Copy out every line from the start of the items through the line containing "75 L 64 131", inclusive, leaving the pictures out.
===
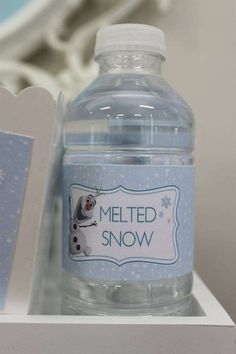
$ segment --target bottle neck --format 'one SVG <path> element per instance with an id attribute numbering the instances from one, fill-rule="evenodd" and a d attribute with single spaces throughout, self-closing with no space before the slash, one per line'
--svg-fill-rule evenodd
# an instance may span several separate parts
<path id="1" fill-rule="evenodd" d="M 144 52 L 121 51 L 99 55 L 100 75 L 104 74 L 161 74 L 161 64 L 164 58 Z"/>

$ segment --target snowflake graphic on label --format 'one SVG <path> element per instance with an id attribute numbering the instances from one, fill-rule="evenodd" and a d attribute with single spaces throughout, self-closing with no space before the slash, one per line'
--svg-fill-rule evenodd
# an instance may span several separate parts
<path id="1" fill-rule="evenodd" d="M 102 260 L 172 264 L 177 247 L 176 186 L 130 190 L 70 187 L 69 256 L 74 261 Z M 162 208 L 165 207 L 165 213 Z"/>
<path id="2" fill-rule="evenodd" d="M 171 202 L 170 202 L 170 197 L 168 197 L 167 195 L 164 196 L 164 198 L 161 198 L 162 201 L 162 206 L 165 207 L 166 209 L 171 206 Z"/>

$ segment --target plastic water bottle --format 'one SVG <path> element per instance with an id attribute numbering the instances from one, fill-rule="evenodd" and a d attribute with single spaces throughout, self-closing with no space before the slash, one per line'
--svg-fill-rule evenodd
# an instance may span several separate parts
<path id="1" fill-rule="evenodd" d="M 99 75 L 64 131 L 63 313 L 167 315 L 188 306 L 193 115 L 161 77 L 164 34 L 98 31 Z"/>

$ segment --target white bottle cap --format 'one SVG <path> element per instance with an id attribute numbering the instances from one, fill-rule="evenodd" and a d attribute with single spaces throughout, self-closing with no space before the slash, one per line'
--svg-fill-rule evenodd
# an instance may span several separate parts
<path id="1" fill-rule="evenodd" d="M 157 27 L 125 23 L 101 28 L 97 32 L 95 57 L 114 51 L 142 51 L 165 58 L 165 36 Z"/>

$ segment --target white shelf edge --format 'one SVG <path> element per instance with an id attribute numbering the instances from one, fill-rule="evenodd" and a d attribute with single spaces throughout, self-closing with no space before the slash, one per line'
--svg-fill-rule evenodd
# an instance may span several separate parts
<path id="1" fill-rule="evenodd" d="M 230 316 L 223 309 L 200 277 L 194 273 L 193 295 L 206 316 L 62 316 L 62 315 L 0 315 L 0 324 L 84 324 L 84 325 L 199 325 L 235 327 Z"/>

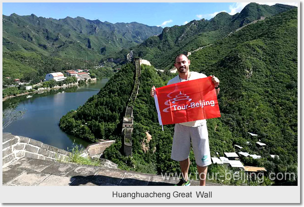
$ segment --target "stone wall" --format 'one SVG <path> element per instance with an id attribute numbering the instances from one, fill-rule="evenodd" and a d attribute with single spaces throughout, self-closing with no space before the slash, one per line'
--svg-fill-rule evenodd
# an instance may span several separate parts
<path id="1" fill-rule="evenodd" d="M 2 133 L 2 165 L 6 166 L 22 157 L 46 160 L 66 160 L 71 152 L 32 139 Z"/>
<path id="2" fill-rule="evenodd" d="M 87 147 L 86 150 L 88 152 L 89 156 L 91 157 L 95 156 L 96 155 L 101 156 L 106 148 L 111 146 L 115 142 L 115 140 L 110 140 L 92 144 L 89 145 Z"/>
<path id="3" fill-rule="evenodd" d="M 132 132 L 133 131 L 133 107 L 132 104 L 135 101 L 139 89 L 139 78 L 140 77 L 141 69 L 140 65 L 145 64 L 151 65 L 150 62 L 141 58 L 135 58 L 134 59 L 135 65 L 135 74 L 134 78 L 134 84 L 132 94 L 129 99 L 128 105 L 125 109 L 125 114 L 122 119 L 122 134 L 123 137 L 123 152 L 126 156 L 132 156 Z"/>
<path id="4" fill-rule="evenodd" d="M 141 58 L 139 59 L 139 64 L 140 65 L 141 65 L 142 64 L 144 64 L 145 65 L 151 65 L 151 63 L 150 63 L 150 62 L 149 62 L 146 59 L 142 59 Z"/>
<path id="5" fill-rule="evenodd" d="M 110 161 L 109 160 L 106 159 L 101 158 L 100 161 L 101 162 L 101 164 L 105 166 L 108 167 L 109 168 L 117 169 L 118 165 L 117 164 L 115 164 L 113 162 Z"/>
<path id="6" fill-rule="evenodd" d="M 82 157 L 96 158 L 104 167 L 117 169 L 118 165 L 106 159 L 100 158 L 106 148 L 115 142 L 110 140 L 89 145 L 81 152 Z M 2 133 L 2 165 L 5 167 L 22 157 L 55 161 L 68 161 L 72 153 L 41 142 L 10 133 Z"/>

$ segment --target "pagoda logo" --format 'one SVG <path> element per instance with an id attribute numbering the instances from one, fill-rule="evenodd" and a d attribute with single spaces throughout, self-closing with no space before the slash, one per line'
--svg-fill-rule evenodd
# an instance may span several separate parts
<path id="1" fill-rule="evenodd" d="M 167 95 L 167 96 L 168 96 L 169 98 L 172 98 L 172 97 L 170 96 L 170 95 L 171 93 L 172 93 L 171 92 L 171 93 L 168 93 L 168 95 Z M 170 104 L 169 102 L 171 102 L 171 103 L 173 104 L 175 104 L 178 101 L 182 101 L 184 100 L 187 100 L 187 102 L 188 102 L 188 101 L 191 101 L 192 99 L 190 98 L 190 96 L 187 96 L 186 94 L 184 93 L 182 93 L 182 91 L 180 91 L 180 94 L 175 96 L 175 98 L 173 98 L 172 99 L 169 99 L 165 102 L 165 105 L 167 106 L 169 106 L 169 107 L 167 107 L 165 109 L 164 109 L 163 110 L 163 111 L 164 112 L 169 112 L 168 110 L 171 108 L 171 107 L 170 106 Z"/>

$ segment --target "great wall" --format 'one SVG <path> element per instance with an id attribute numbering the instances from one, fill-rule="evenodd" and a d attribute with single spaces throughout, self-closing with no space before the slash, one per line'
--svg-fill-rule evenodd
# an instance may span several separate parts
<path id="1" fill-rule="evenodd" d="M 262 17 L 262 16 L 260 17 L 260 19 L 258 19 L 258 20 L 255 20 L 253 22 L 250 22 L 250 23 L 248 23 L 248 24 L 247 24 L 246 25 L 245 25 L 243 26 L 243 27 L 242 27 L 237 29 L 235 31 L 231 32 L 228 34 L 227 34 L 227 35 L 225 36 L 224 37 L 221 38 L 220 40 L 222 40 L 223 39 L 225 39 L 225 38 L 228 37 L 228 36 L 230 36 L 231 34 L 233 34 L 234 33 L 240 30 L 241 30 L 243 29 L 243 28 L 245 28 L 245 27 L 246 27 L 247 26 L 248 26 L 249 25 L 251 25 L 252 24 L 256 23 L 257 22 L 259 22 L 260 21 L 265 20 L 265 19 L 266 19 L 265 17 Z M 197 49 L 195 49 L 195 50 L 193 50 L 192 51 L 191 51 L 191 52 L 187 52 L 187 57 L 190 56 L 193 53 L 197 52 L 199 50 L 201 50 L 202 49 L 205 48 L 206 47 L 210 47 L 210 46 L 211 46 L 212 45 L 213 45 L 213 44 L 212 43 L 212 44 L 210 44 L 208 45 L 206 45 L 206 46 L 203 46 L 203 47 L 199 47 L 198 48 L 197 48 Z M 163 70 L 157 70 L 162 71 L 162 72 L 164 72 Z M 172 73 L 176 73 L 177 72 L 177 69 L 175 67 L 173 67 L 172 68 L 170 69 L 169 70 L 169 71 Z M 248 73 L 249 73 L 249 72 L 248 72 Z M 252 73 L 251 73 L 251 75 L 252 75 Z"/>
<path id="2" fill-rule="evenodd" d="M 135 64 L 135 73 L 134 74 L 134 83 L 132 93 L 129 98 L 126 107 L 125 113 L 122 119 L 122 134 L 123 137 L 123 152 L 125 156 L 132 156 L 132 132 L 133 132 L 133 104 L 134 103 L 139 89 L 139 78 L 140 77 L 140 66 L 142 64 L 151 65 L 150 62 L 141 58 L 134 59 Z"/>
<path id="3" fill-rule="evenodd" d="M 122 120 L 124 151 L 132 155 L 133 103 L 138 93 L 140 66 L 151 65 L 146 60 L 137 58 L 132 94 Z M 69 162 L 70 152 L 41 142 L 9 133 L 2 133 L 2 185 L 3 186 L 96 186 L 96 185 L 174 185 L 173 177 L 163 178 L 117 168 L 118 165 L 101 158 L 105 148 L 115 141 L 101 140 L 89 145 L 80 152 L 82 156 L 99 159 L 100 166 L 91 166 Z M 208 185 L 220 185 L 208 182 Z M 191 185 L 199 185 L 192 180 Z"/>

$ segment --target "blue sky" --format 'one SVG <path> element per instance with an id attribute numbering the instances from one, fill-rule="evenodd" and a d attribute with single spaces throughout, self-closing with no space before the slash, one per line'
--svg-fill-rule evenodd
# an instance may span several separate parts
<path id="1" fill-rule="evenodd" d="M 163 28 L 182 25 L 193 20 L 210 19 L 221 11 L 240 12 L 242 3 L 3 3 L 2 14 L 34 14 L 38 17 L 63 19 L 77 16 L 111 23 L 137 22 Z M 274 5 L 275 3 L 259 3 Z M 298 6 L 296 3 L 280 3 Z"/>

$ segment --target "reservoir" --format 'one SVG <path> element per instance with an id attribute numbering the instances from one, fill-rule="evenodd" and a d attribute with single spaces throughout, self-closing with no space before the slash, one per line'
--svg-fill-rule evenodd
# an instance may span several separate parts
<path id="1" fill-rule="evenodd" d="M 96 94 L 108 82 L 103 79 L 83 86 L 51 90 L 14 97 L 2 102 L 3 110 L 10 103 L 19 103 L 17 111 L 26 109 L 22 119 L 12 122 L 3 132 L 23 136 L 61 149 L 70 149 L 78 145 L 86 148 L 91 144 L 66 134 L 59 128 L 61 118 L 71 110 L 76 110 Z M 74 144 L 73 144 L 74 143 Z"/>

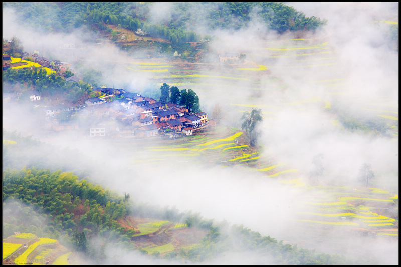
===
EXPECTED OUTPUT:
$ segment --target bottle neck --format 'one SVG <path> element per instance with an id attribute numbering the instances from one, fill-rule="evenodd" and a d attribute with single spaces throughout, self-closing with no space before the slash, one per line'
--svg-fill-rule evenodd
# an instance may span several separate parts
<path id="1" fill-rule="evenodd" d="M 144 52 L 121 51 L 99 55 L 100 75 L 104 74 L 161 74 L 161 64 L 164 58 Z"/>

$ segment --target snowflake graphic on label --format 'one SVG <path> element per instance with an id attribute numbering the instances from one, fill-rule="evenodd" and a d attribute with single spaces throughout, self-closing with no space before the slash, one per line'
--svg-fill-rule evenodd
# an instance may span several separate parts
<path id="1" fill-rule="evenodd" d="M 102 260 L 172 264 L 177 247 L 176 186 L 130 190 L 70 187 L 69 256 L 74 261 Z M 162 208 L 165 207 L 165 213 Z"/>
<path id="2" fill-rule="evenodd" d="M 171 202 L 170 202 L 170 197 L 168 197 L 167 195 L 164 196 L 164 198 L 161 198 L 162 201 L 162 206 L 165 207 L 166 209 L 171 206 Z"/>

$ segment --target plastic water bottle --format 'one SVG <path> element per instance with an id attribute numbering the instances from one, fill-rule="evenodd" and a d attribute with single spaces throughout, self-closing with no space before the slash, one per line'
--svg-fill-rule evenodd
# an instance may span several separate parts
<path id="1" fill-rule="evenodd" d="M 99 75 L 64 131 L 63 313 L 167 315 L 188 306 L 193 115 L 161 77 L 164 34 L 98 31 Z"/>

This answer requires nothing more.